--- Begin Records shown ---
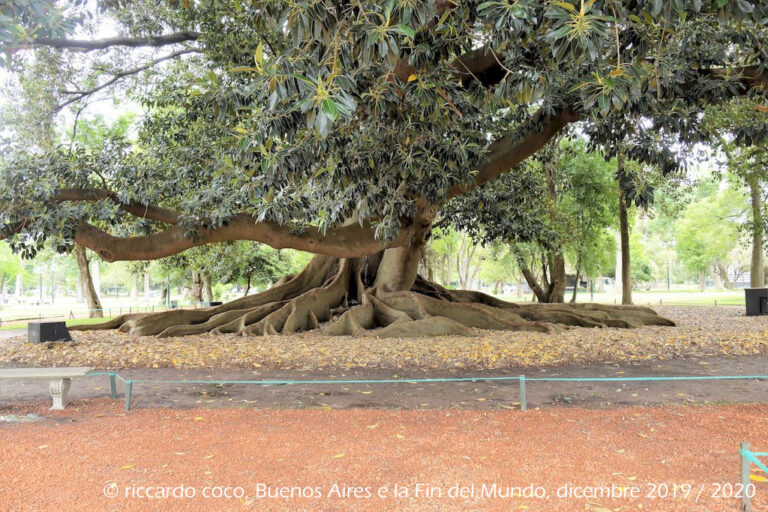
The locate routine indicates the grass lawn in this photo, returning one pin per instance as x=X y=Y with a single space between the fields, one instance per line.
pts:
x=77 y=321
--- End Records shown ---
--- Begin Records shown ---
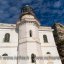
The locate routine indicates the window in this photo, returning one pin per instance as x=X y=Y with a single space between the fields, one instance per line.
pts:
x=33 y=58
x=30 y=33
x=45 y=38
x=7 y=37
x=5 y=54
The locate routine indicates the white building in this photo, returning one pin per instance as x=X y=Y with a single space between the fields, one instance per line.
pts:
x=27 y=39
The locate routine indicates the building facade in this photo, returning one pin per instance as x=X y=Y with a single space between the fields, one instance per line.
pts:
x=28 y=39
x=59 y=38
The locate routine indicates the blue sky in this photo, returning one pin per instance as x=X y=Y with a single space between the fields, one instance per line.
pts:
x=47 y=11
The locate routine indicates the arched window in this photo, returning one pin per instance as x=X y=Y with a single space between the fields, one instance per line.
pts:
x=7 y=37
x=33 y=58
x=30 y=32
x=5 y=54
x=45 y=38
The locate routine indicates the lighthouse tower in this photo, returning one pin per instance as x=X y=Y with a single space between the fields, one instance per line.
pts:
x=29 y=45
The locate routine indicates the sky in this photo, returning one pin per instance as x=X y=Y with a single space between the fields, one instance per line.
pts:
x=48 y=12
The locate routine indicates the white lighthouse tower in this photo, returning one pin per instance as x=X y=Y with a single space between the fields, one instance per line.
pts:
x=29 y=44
--- End Records shown ---
--- Begin Records shown ---
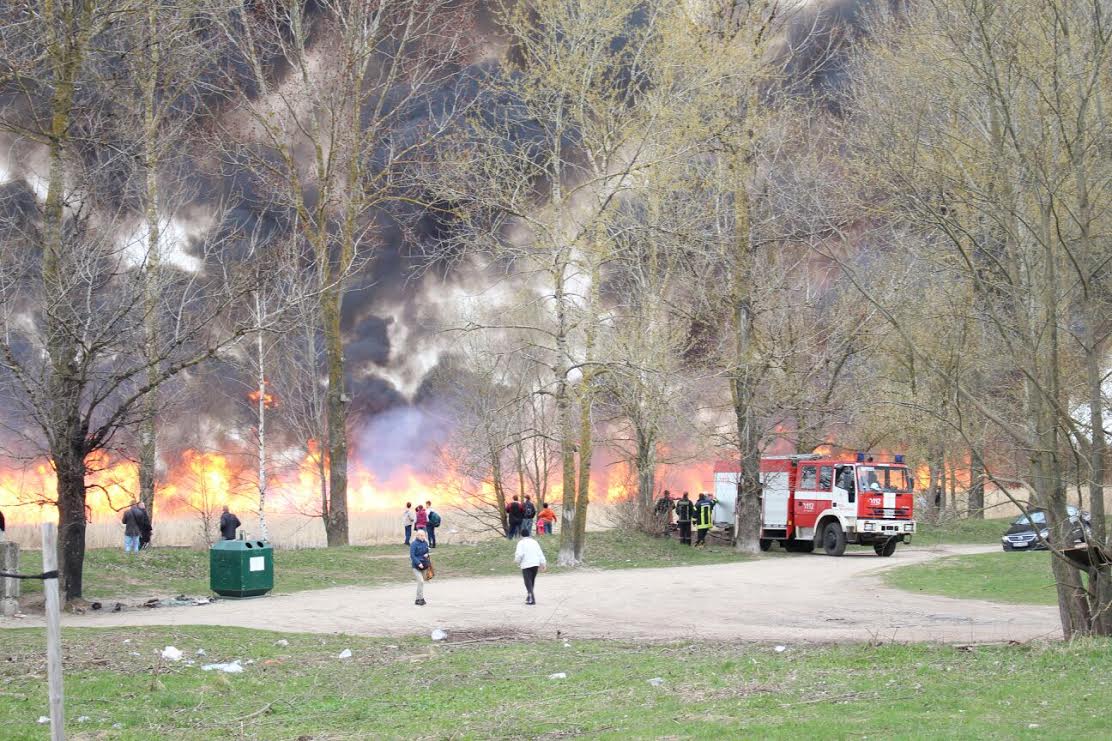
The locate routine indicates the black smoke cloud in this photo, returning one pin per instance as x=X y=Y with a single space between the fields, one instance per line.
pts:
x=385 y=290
--- End Records shown ---
**Aim**
Could you pull out every line above that contains the word "window"? Case counts.

**Final result**
The locate routine indicates the window in this photo, returning one pin per instance as x=X y=Y with a single space between the fields, one instance per line.
The locate routine indicates the arched window in this photo, returning one pin per instance as x=X y=Y with a single space between the fields, one instance per line.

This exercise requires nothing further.